Task to carry out: From the first line to the last, return the data exactly as written.

[Opening Extracted entries section]

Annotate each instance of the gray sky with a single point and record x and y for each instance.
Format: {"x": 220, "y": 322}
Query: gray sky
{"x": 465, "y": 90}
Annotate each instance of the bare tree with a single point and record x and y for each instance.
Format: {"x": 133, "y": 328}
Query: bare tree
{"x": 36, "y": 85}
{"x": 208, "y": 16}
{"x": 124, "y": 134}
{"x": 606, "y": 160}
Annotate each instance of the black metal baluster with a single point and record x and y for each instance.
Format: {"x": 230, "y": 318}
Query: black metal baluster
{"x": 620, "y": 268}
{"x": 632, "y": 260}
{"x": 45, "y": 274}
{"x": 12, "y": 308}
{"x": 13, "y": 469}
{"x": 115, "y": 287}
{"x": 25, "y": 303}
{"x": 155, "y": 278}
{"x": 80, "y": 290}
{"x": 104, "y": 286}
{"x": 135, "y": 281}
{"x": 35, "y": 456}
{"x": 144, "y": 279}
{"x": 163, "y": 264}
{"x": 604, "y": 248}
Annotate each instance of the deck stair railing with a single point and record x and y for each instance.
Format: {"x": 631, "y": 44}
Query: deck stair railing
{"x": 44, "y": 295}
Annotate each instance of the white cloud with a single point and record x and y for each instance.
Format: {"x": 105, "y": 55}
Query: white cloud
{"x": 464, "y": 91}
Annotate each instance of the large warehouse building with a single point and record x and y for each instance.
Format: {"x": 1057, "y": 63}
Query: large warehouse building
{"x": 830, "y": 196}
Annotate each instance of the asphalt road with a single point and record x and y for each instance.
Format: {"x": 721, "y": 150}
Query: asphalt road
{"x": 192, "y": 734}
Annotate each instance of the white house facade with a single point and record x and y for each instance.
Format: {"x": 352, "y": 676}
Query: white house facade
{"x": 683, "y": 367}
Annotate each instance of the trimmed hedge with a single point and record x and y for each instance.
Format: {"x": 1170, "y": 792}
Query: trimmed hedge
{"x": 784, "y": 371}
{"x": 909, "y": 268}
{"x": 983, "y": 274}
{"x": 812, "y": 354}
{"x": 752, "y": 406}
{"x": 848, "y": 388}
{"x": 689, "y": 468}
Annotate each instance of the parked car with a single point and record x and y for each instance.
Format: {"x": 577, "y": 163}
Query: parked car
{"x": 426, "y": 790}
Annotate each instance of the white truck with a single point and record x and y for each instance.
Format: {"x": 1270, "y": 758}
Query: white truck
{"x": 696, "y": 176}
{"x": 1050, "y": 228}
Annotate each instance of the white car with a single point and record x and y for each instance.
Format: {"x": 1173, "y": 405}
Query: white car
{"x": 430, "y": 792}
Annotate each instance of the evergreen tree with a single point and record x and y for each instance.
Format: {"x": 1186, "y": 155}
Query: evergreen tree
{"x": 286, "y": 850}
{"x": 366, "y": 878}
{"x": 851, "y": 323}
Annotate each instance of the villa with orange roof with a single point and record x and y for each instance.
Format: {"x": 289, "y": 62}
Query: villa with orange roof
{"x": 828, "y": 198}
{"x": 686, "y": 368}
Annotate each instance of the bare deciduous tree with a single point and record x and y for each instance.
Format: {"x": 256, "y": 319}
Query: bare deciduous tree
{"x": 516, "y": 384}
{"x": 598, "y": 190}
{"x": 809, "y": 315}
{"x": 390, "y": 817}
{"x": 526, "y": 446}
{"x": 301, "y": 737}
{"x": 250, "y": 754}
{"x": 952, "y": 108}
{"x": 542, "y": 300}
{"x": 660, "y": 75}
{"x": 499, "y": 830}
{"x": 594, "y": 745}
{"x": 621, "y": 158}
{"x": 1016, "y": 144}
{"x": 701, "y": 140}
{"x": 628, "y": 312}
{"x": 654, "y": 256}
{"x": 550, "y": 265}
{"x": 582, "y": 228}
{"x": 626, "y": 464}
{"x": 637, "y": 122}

[Closing Extracted entries section]

Solution below:
Annotate each instance of the gray sky with a single point and record x and y for each instance.
Format: {"x": 220, "y": 322}
Query: gray sky
{"x": 465, "y": 90}
Annotate each instance of the bare tree with a single point and record x and y for each instance.
Format: {"x": 133, "y": 328}
Query: bare tree
{"x": 36, "y": 85}
{"x": 208, "y": 16}
{"x": 124, "y": 134}
{"x": 606, "y": 160}
Annotate each instance of the black metal baluster with a single point and record x and y for each instance.
Format: {"x": 230, "y": 318}
Query: black metal baluster
{"x": 620, "y": 268}
{"x": 632, "y": 260}
{"x": 45, "y": 274}
{"x": 12, "y": 308}
{"x": 13, "y": 469}
{"x": 115, "y": 287}
{"x": 25, "y": 303}
{"x": 155, "y": 278}
{"x": 80, "y": 290}
{"x": 104, "y": 286}
{"x": 135, "y": 281}
{"x": 35, "y": 456}
{"x": 144, "y": 279}
{"x": 163, "y": 264}
{"x": 604, "y": 248}
Annotate each instance of the deck stair railing with a single point and record x and y for each instance.
Format: {"x": 631, "y": 44}
Query: deck stair railing
{"x": 44, "y": 295}
Annotate each instance of the white cloud with a single point and record x and y for each instance.
Format: {"x": 105, "y": 55}
Query: white cloud
{"x": 464, "y": 91}
Annotate each instance of the large warehouse building with a single point and record x and y for each instance.
Format: {"x": 1057, "y": 63}
Query: large warehouse building
{"x": 830, "y": 196}
Annotate each instance of the asphalt road with a single point and record x and y for each instance.
Format: {"x": 721, "y": 150}
Query: asphalt road
{"x": 192, "y": 734}
Annotate each instance of the white house facade with a single point and record x and y for each instance.
Format: {"x": 352, "y": 676}
Query: white house facade
{"x": 683, "y": 367}
Annotate each instance of the trimmed hedge with a single point and record x and y for each instance.
Format: {"x": 1170, "y": 792}
Query: trimmed hedge
{"x": 784, "y": 371}
{"x": 909, "y": 268}
{"x": 983, "y": 274}
{"x": 812, "y": 354}
{"x": 752, "y": 406}
{"x": 848, "y": 388}
{"x": 689, "y": 468}
Annotate each instance of the parked car with a single point and record x and y for each instance.
Format: {"x": 577, "y": 163}
Query: parked car
{"x": 426, "y": 790}
Annotate each instance of the white truck with a single point and record x and y for each instance.
Format: {"x": 1270, "y": 758}
Query: white truck
{"x": 696, "y": 176}
{"x": 1050, "y": 228}
Annotate each instance of the white car with a single point and record x and y for each instance.
Format: {"x": 1173, "y": 405}
Query: white car
{"x": 430, "y": 792}
Annotate each instance of the evergreen tree with a single point and record x and y for each instance.
Format: {"x": 1186, "y": 155}
Query: evergreen tree
{"x": 286, "y": 850}
{"x": 366, "y": 878}
{"x": 851, "y": 323}
Annotate each instance of the villa with orange roof with a single point and record x and y for each instance.
Format: {"x": 289, "y": 62}
Query: villa with orange roof
{"x": 828, "y": 198}
{"x": 686, "y": 368}
Annotate each instance of the bare deciduous tree with a single point and record x and y for each instance.
Format: {"x": 256, "y": 319}
Query: bare deciduous tree
{"x": 516, "y": 384}
{"x": 598, "y": 190}
{"x": 809, "y": 315}
{"x": 390, "y": 817}
{"x": 526, "y": 446}
{"x": 301, "y": 737}
{"x": 250, "y": 754}
{"x": 952, "y": 108}
{"x": 542, "y": 300}
{"x": 660, "y": 75}
{"x": 499, "y": 830}
{"x": 594, "y": 745}
{"x": 621, "y": 158}
{"x": 1016, "y": 144}
{"x": 701, "y": 140}
{"x": 628, "y": 312}
{"x": 654, "y": 256}
{"x": 550, "y": 265}
{"x": 582, "y": 228}
{"x": 626, "y": 464}
{"x": 637, "y": 122}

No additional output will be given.